» Set exercise:
Rewrite the listing below with "in this photo" swapped for "in this picture" wherever it occurs, changing nothing else. Leave the pictures out.

» Information provided:
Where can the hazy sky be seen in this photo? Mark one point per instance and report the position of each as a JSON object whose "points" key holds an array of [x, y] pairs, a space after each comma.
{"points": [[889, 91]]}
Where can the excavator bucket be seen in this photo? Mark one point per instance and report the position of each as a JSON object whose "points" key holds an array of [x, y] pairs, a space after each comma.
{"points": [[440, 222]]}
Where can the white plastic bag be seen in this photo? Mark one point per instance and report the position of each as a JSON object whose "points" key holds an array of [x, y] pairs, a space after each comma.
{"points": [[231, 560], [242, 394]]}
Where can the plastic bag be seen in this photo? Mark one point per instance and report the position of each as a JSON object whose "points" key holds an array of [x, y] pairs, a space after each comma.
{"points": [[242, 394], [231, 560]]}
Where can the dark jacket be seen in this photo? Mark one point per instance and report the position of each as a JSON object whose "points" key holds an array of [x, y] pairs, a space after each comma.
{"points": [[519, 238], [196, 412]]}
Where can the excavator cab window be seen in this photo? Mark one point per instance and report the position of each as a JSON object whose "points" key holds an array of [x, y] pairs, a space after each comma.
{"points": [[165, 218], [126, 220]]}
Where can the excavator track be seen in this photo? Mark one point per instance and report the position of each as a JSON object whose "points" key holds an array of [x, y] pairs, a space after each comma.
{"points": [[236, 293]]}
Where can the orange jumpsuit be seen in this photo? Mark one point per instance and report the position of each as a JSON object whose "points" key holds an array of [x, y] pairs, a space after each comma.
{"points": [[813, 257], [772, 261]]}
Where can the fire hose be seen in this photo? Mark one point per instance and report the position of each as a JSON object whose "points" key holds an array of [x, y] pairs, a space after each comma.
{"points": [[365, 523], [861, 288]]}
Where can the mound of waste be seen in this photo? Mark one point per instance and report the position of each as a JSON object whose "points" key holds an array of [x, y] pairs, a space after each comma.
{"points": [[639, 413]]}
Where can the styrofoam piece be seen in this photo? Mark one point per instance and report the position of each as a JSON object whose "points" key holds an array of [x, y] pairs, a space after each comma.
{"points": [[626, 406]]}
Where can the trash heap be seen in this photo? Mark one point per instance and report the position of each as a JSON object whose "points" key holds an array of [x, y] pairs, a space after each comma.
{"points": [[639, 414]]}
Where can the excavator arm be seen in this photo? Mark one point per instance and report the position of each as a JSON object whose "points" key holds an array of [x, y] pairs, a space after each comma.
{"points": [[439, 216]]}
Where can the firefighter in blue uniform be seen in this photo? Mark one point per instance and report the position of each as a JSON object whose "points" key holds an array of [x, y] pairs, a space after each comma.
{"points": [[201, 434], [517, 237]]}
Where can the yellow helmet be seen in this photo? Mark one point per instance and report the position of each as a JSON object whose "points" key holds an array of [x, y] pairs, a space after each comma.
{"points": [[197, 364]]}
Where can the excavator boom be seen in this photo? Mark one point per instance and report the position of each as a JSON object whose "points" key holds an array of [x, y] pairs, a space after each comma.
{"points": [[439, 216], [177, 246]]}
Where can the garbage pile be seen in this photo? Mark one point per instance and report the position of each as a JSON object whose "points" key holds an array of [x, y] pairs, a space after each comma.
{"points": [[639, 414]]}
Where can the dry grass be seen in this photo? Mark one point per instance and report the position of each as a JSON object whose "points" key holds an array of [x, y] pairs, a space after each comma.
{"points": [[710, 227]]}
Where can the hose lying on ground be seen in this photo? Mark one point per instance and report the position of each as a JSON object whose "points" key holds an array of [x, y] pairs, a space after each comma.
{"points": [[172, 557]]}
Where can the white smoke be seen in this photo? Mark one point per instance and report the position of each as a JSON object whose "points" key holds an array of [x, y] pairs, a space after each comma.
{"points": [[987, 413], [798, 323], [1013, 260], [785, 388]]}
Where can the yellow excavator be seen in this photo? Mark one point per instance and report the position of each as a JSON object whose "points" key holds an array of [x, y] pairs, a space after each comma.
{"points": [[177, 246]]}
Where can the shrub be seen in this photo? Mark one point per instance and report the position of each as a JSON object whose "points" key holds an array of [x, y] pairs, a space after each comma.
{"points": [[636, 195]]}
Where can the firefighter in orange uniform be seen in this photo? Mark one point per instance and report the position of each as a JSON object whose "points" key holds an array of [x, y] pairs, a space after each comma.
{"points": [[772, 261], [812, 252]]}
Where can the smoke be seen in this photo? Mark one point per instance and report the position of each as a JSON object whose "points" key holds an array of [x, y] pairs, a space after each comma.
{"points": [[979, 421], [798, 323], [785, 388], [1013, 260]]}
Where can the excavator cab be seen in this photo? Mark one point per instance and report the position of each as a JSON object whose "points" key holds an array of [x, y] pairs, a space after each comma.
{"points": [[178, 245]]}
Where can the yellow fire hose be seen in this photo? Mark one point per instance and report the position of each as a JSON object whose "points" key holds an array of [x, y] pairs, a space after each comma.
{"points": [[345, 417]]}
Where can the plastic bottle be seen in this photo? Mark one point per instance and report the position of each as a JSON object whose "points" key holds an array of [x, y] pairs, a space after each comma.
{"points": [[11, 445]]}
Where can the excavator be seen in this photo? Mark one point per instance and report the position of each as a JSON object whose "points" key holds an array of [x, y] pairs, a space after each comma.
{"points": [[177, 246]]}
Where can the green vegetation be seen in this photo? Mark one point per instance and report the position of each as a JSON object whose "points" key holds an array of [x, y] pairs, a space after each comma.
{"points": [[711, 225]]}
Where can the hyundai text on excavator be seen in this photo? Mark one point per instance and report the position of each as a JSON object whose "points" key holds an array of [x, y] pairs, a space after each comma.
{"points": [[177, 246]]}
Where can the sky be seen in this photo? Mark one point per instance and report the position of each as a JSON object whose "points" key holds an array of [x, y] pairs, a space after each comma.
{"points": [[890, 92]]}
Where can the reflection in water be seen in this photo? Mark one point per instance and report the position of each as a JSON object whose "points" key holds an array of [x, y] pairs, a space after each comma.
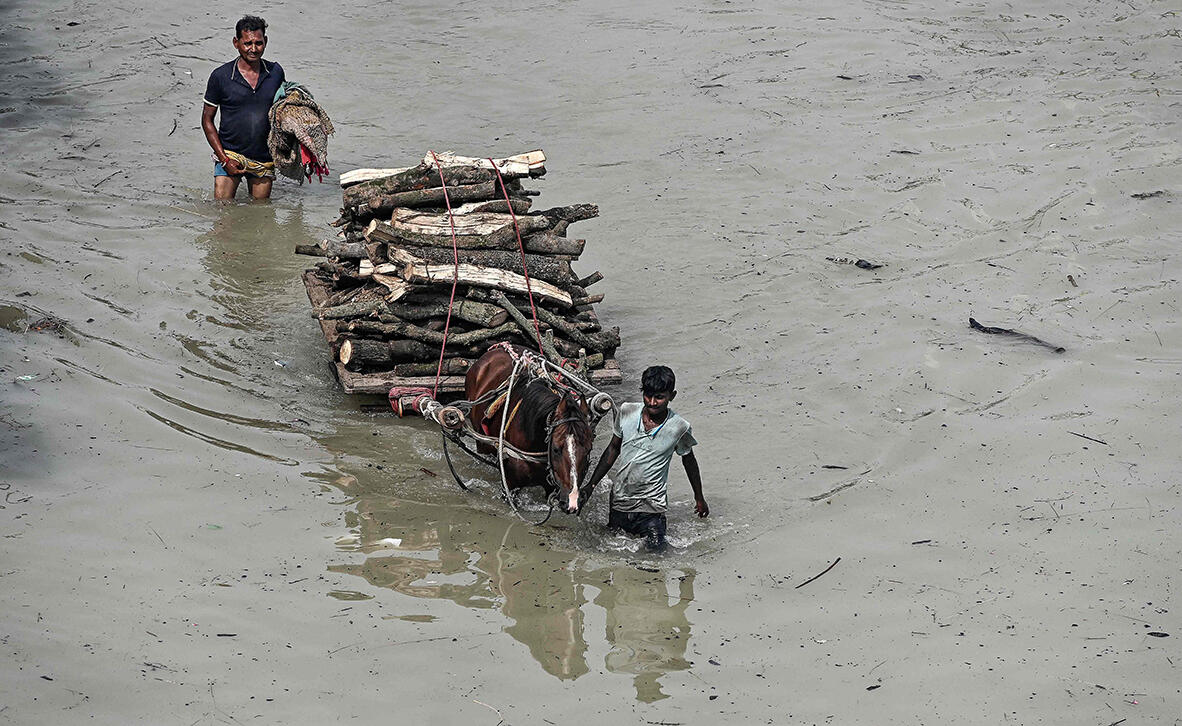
{"points": [[249, 260], [450, 551]]}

» Completed task:
Where can the hazy sky be seen in this picture? Mark one point per instance and report the position of each as a JSON object whose "points" key holds an array of [x, y] pairs, a space after each comma.
{"points": [[889, 91]]}
Where can the excavator bucket be seen in this picture? Mark one point per instance and report the position of each as a JSON object whose "points" key holds an array of [x, y] pairs, a space after each comma.
{"points": [[440, 222]]}
Where can the white plastic bag be seen in this picture? Mark one point per instance and report the position of each as a JSON object whose "points" key holds an array of [x, y] pairs, a space after each comma.
{"points": [[231, 560], [242, 394]]}
Where can the plastic bag be seen in this picture? Mark one point per instance and report the position of each as a JSON object whose "points" key holds an array of [x, y] pairs, a space after each comma.
{"points": [[242, 394], [231, 560]]}
Where can the dark jacket be seen in this picture? Mark one point per instance and report the position of each as a JSON object whose "points" key holds an array of [x, y] pairs, a space after each comma.
{"points": [[519, 238], [196, 412]]}
Where can the excavator cab window be seen in this picture? Mark one point per instance and report the position of each as a JSON object whose "points" key holds an array of [x, y] pairs, a space after each comma.
{"points": [[165, 218], [126, 220]]}
Where can the excavator track be seen in this picture? Mark one point per instance and report the position of each as a JSON object whose "points" key holds an array of [x, y] pairs, a space after each comma.
{"points": [[236, 293]]}
Where can the orange jumpsuit be seen in this picture? Mark one point per instance and report the position of each as a JSON object whose "points" key holds an array of [x, y] pairs, a space after each comma.
{"points": [[813, 257], [772, 261]]}
Where can the fire hose be seen in this picture? Mark one point per instance and report the position of each as a JSON object whose "points" key holds an array of [x, y] pairs, a space after each comma.
{"points": [[365, 523], [861, 288]]}
Where can the mound of waste be seen in this picture? Mark one point per instance and report the position of each as a JSON object whose "points" key holds an array of [x, y] pairs, a space after each comma.
{"points": [[639, 413]]}
Where can the styrofoam piece be seen in this picture? Mark one point per instance and report the position of each as a JSON object whose "points" key holds an array of [x, y] pairs, a space after each comma.
{"points": [[626, 406]]}
Where can the trash heap be seen in this picture? Mark one point per instance and report the position of each as a JSON object whose "points" key holds an array of [x, y] pairs, a space after each comma.
{"points": [[639, 414]]}
Where can the excavator arm be seen in this picture? Mark one point per instance and report the position of each as a JSON object whose "points" key holds an array of [x, y] pairs, a space after each comma.
{"points": [[439, 216]]}
Where can the firefighter in blue uniform be seen in this picture? Mark one point per instance and report the position of each as a JSON object whose "points" key holds an array of [x, y] pairs, a space after each comma.
{"points": [[201, 434], [517, 237]]}
Where can the yellow helmet be seen in this picture? Mark one point per instance and report the position of each as a JSON object whose "points" key holds an array of [x, y] pairs, a space after each comma.
{"points": [[197, 364]]}
Where can the excavator boom be seen in this picture? Mark one point per instance and report the position of each as a JSON object whose "points" key holds an array of [x, y] pairs, a space after each comma.
{"points": [[439, 216], [177, 246]]}
Where can the garbage pile be seen in this picture? Mark one point per instance and report the position of each as a JSON object whose "points" key holds an array of [x, y] pairs, a space after each comma.
{"points": [[639, 414]]}
Where can the dry grass be seen in this picture? Mark one point per instance and report the position of each as a JSON object whose "points" key holds an array of [x, y] pairs, a space after each comma.
{"points": [[710, 227]]}
Where can the hose lying on ground be seen in this picture? Mark one point per instance and report the position of each as a JSON object whose "points" key holds an array of [x, y] pairs, a space after each comma.
{"points": [[172, 557]]}
Where can the white smoke be seen in this picture? Mark one point per instance and report the position of each as a JSON object whose "points" key holds an array of [x, y] pairs, a space after each comma.
{"points": [[987, 413], [798, 323], [1013, 260], [785, 388]]}
Where can the yellow excavator be seen in this picture? Mark one point per instance and report the position of each as a JSON object whose "points" key holds an array of [x, y] pairs, a space after each comma.
{"points": [[177, 246]]}
Where can the shrub be seen in this picture? Mark one point per instance and report the position of each as a JSON object whose "points" key holds an array of [x, y] pairs, a space after each comma.
{"points": [[636, 195]]}
Where can the firefighter in orange uniform be seen in this picture? Mark one point per instance and report the position of each as a JSON object whose "points" key holds an array of [x, y] pairs, a space after each comma.
{"points": [[772, 261], [812, 252]]}
Where can the smoke be seen in this picture? Mark one point per instance and report the position of each as a JSON object whose "points" key holds an array of [x, y] pairs, a space after each comma.
{"points": [[979, 421], [798, 323], [785, 388], [1013, 260]]}
Where can the excavator cab be seen in this picture? Mark one point per instance and report the position of each as a JSON object whose "points" key holds an array of [x, y] pairs, a space after each comma.
{"points": [[178, 245]]}
Where can the yellow fire hose be seen in this picture? Mark one point per instance and report the position of each as a JSON object whose "points" key holds an array of [x, y] pairs, a space after each comma.
{"points": [[345, 417]]}
Where can the plastic bottle be seen in this picture? Mark one point per instance and report the position of each as a JSON object whose "points" key holds an array of [x, y] pairs, a space after each comma.
{"points": [[11, 445]]}
Where can the excavator be seen in this picture? Mark one point per instance and report the position of each as a JSON object whose "points" key holds an array of [x, y] pairs, a space after each comma.
{"points": [[177, 246]]}
Where can the green vegetation be seen in this picture? Mark one point per instance and report the position of each as a JSON object whose "points" key holds an array of [x, y] pairs, a space after each comma.
{"points": [[711, 225]]}
Where can the hyundai text on excavator be seen in this picture? Mark one point per instance and report the position of each as a JSON object whose "points" key holds an array of [x, y] pairs, a space after each comma.
{"points": [[177, 246]]}
Where can the sky be seen in this picture? Mark one point per instance and report the position of each as a JSON object whose "points" key holds an array of [x, y] pairs, a space after each comma.
{"points": [[890, 92]]}
Where can the reflection in water be seen in this picture? Mark one point per instance and report the position of each as a JSON object whose "points" key holds an array of [x, y] pairs, a space after each comma.
{"points": [[249, 260], [450, 551]]}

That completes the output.